- EXERCISE SET -
A – In the mail discussion about KMail and IMAPS folders, what does the Local account in KMail on the laptop access?
B – From the mail discussion about KMail and IMAPS folders, reproduce verbatim the part that opens with the words containing "If Local folders" and closes with "still, this is wrong.".
C – Extend the mail discussion about KMail and IMAPS folders with the text that follows its final sentence.

- EXCERPT PROVIDED -
>>>

I don't use KMail on my desktop, except as an experiment, but when I do there do not appear to be any problems. My Local folders are kept in directories ~/Mail/Folder1/[cur,new,tmp[/ and are not seen by IMAPS. My IMAPS folders are kept in directories ~/Maildir/.Folder2/[cur,new,tmp]/ and are not seen my kmail.
Timothy Murphy wrote:
I don't use KMail on my desktop, except as an experiment, but when I do there do not appear to be any problems. My Local folders are kept in directories ~/Mail/Folder1/[cur,new,tmp[/ and are not seen by IMAPS. My IMAPS folders are kept in directories ~/Maildir/.Folder2/[cur,new,tmp]/ and are not seen my kmail.
If Local folders are under ~/Mail/ - this is OK. But you were saying your local messages are under ~/Maildir/ - the same as dovecot-accessed. And this is wrong. This might be working fine, but still, this is wrong.
FiL
At 4:18 PM +0100 9/21/07, Timothy Murphy wrote:
On Fri 21 Sep 2007, Bill Cole wrote:
It's a very bad idea for a mail client running on the same host as an IMAP server to try to access the same mailstore via the filesystem.
I don't know what you mean by "the same mailstore". KMail on my laptop has a Local account, and an IMAPS account. The Local account, which I rarely use, accesses messages on the laptop (such as system messages). the IMAPS account accesses messages on the desktop. This seems to me to work perfectly.
I'm sorry, I clearly misunderstood your previous post.
Bill Cole bill@scconsult.com
On 9/21/2007, Bill Cole (dovecot-20061108@billmail.scconsult.com) wrote:
A mailer shouldn't expect to be able to both work directly with a Maildir mailstore through the filesystem and with an IMAP server that is accessing the same mailstore.
Absolutely... but one thing that I have wished for is 'maildir-like' support (ie, storing messages locally one file per message) in TBird for the local/cached messages/folder, so that I could delete a single email on the local side to force it to be redownloaded, rather than having to delete the entire mbox file, thus forcing TBird to have to redownload *all* email for that folder again (in some cases thousands of messages, and Gigabytes of data, if you are keeping local copies for 'off-line' access).

<<<

- SOURCE EXCERPT -

>>>

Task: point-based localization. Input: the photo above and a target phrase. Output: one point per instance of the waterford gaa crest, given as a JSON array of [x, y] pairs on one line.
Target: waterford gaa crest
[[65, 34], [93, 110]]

<<<

- RESPONSES BY TASK -
A – It accesses messages on the laptop, such as system messages.

B –
If Local folders are under ~/Mail/ - this is OK. But you were saying your local messages are under ~/Maildir/ - the same as dovecot-accessed. And this is wrong. This might be working fine, but still, this is wrong.

C –
The word is it would take a major rewrite of TBird, so it isn't likely to be implemented soon.
Does KMail actually work this way? This would be enough to make me try it out... although my day to day WS is a windows box, so I'd most likely wait until KDE4 is available on Windows...
Although, honestly I like TBird so much that I cannot seriously believe I'd like KMail enough to permanently switch, even for this one major benefit.
--
Best regards,
Charles
Charles Marcus wrote:
Does KMail actually work this way? This would be enough to make me try it out... although my day to day WS is a windows box, so I'd most likely wait until KDE4 is available on Windows...
Offtopic to the left -- before I switched to using GMail for my personal mail, I used to use Sylpheed ( http://sylpheed.sraoss.jp/en/ ) and it stores messages in a MH format (a file-per-message design somewhat like Maildir) and it can import mbox files from Thunderbird. The client itself is very nice too, I remember really liking it a lot.
Bonus: Win32 binaries are also available.
hth, -te
-- Troy Engel | Systems Engineer Fluid Inc. | http://www.fluid.com
Does KMail actually work this way? This would be enough to make me try it out... although my day to day WS is a windows box, so I'd most likely wait until KDE4 is available on Windows...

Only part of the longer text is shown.